++++ Supplied material
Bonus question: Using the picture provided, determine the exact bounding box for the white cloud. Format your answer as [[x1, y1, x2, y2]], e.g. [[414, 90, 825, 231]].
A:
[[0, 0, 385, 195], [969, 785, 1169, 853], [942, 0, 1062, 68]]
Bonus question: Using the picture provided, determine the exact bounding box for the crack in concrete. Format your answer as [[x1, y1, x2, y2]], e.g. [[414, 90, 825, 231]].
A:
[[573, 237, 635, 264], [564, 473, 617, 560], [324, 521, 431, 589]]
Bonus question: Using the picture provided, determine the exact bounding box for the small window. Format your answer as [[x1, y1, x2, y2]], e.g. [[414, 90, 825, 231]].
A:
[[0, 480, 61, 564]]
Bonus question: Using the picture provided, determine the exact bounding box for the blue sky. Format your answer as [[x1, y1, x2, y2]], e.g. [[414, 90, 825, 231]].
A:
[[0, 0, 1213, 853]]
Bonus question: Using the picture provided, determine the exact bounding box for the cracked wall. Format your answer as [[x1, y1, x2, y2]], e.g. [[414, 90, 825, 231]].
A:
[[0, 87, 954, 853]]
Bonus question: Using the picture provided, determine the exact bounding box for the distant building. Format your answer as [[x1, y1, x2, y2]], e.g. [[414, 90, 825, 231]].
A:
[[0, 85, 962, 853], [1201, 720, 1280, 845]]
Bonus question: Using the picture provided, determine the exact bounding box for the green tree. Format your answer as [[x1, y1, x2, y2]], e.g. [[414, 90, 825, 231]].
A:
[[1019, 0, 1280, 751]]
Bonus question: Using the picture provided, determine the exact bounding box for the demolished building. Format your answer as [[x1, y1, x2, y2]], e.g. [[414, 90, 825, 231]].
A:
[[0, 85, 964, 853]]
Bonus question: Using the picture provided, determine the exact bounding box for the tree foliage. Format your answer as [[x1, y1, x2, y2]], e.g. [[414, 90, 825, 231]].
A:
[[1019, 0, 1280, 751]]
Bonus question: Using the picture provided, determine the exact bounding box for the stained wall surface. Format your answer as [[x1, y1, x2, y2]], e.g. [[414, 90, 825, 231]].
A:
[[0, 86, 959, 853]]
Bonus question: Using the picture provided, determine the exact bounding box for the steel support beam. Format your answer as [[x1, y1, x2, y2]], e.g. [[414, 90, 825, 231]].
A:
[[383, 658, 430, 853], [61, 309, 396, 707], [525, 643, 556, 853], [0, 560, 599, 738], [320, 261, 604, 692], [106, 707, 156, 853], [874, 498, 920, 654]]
++++++++
Task description: Can you render all the entries above as a Markdown table with the columns Row and Line, giving each line its own numbered row and leaving out blank lines?

Written reply:
| Row | Line |
|---|---|
| 1 | Bonus question: Using the picture provided, determine the exact bounding box for the white cloud. Format your answer as [[x1, y1, x2, y2]], e.g. [[414, 90, 825, 231]]. |
| 2 | A: |
| 3 | [[0, 0, 385, 195], [969, 785, 1169, 853], [942, 0, 1062, 68]] |
| 4 | Bonus question: Using the picture provided, determine the exact bounding box for the crack in concrete. Format your answer as [[x1, y1, x2, y2]], e.g. [[414, 90, 825, 231]]. |
| 5 | A: |
| 6 | [[573, 237, 635, 264], [564, 473, 617, 560], [324, 521, 431, 589]] |
| 7 | Bonus question: Using the picture provided, determine the exact bounding box for the small window. Format your answer as [[x1, y1, x2, y2]], e.g. [[414, 90, 825, 231]]. |
| 8 | A: |
| 9 | [[0, 480, 61, 564]] |
| 10 | Bonus question: Using the picture provided, determine the exact bounding box for the blue sky. Format your answer as [[x1, y1, x2, y2]], e.g. [[414, 90, 825, 231]]. |
| 11 | A: |
| 12 | [[0, 0, 1213, 853]] |
| 13 | Bonus question: Using the picture provided, determine the exact bounding box for the cracked wall. Format your answer as [[x1, y1, x2, y2]], e.g. [[414, 90, 825, 231]]. |
| 14 | A: |
| 15 | [[0, 87, 954, 853]] |
| 16 | Bonus question: Using the picture provided, determine the exact bounding box for the distant building. Format your answer as [[x1, y1, x2, y2]], e.g. [[414, 90, 825, 231]]. |
| 17 | A: |
| 18 | [[0, 85, 962, 853], [1201, 720, 1280, 845]] |
| 19 | Bonus question: Using the picture provided, determine the exact bounding box for the green tree. Format your answer as [[x1, y1, x2, y2]], e.g. [[414, 90, 825, 231]]. |
| 20 | A: |
| 21 | [[1019, 0, 1280, 751]] |
| 22 | Bonus question: Using the picture provided, determine the exact bounding box for the demolished building. Format your answer as [[x1, y1, x2, y2]], e.g. [[414, 90, 825, 231]]. |
| 23 | A: |
| 24 | [[0, 85, 964, 853]] |
| 25 | Bonus question: Using the picture provided, determine the exact bounding box for the tree foliage. Format your answer as [[x1, y1, x2, y2]], e.g. [[414, 90, 825, 231]]. |
| 26 | A: |
| 27 | [[1019, 0, 1280, 751]] |
| 28 | Bonus question: Using the picture provided, determine the exact bounding box for the stained wall surface. Format your answer as [[x1, y1, x2, y2]], e.g. [[414, 90, 825, 231]]. |
| 29 | A: |
| 30 | [[0, 86, 959, 853]] |
| 31 | Bonus question: Using the picture provided, determine the exact bounding box for the steel support beam. Format your answer as [[x1, y1, x2, y2]], e.g. [[414, 90, 825, 231]]. |
| 32 | A: |
| 33 | [[383, 658, 430, 853], [61, 309, 396, 707], [525, 643, 556, 853], [0, 560, 599, 738], [320, 261, 604, 692], [106, 707, 156, 853], [874, 498, 920, 654]] |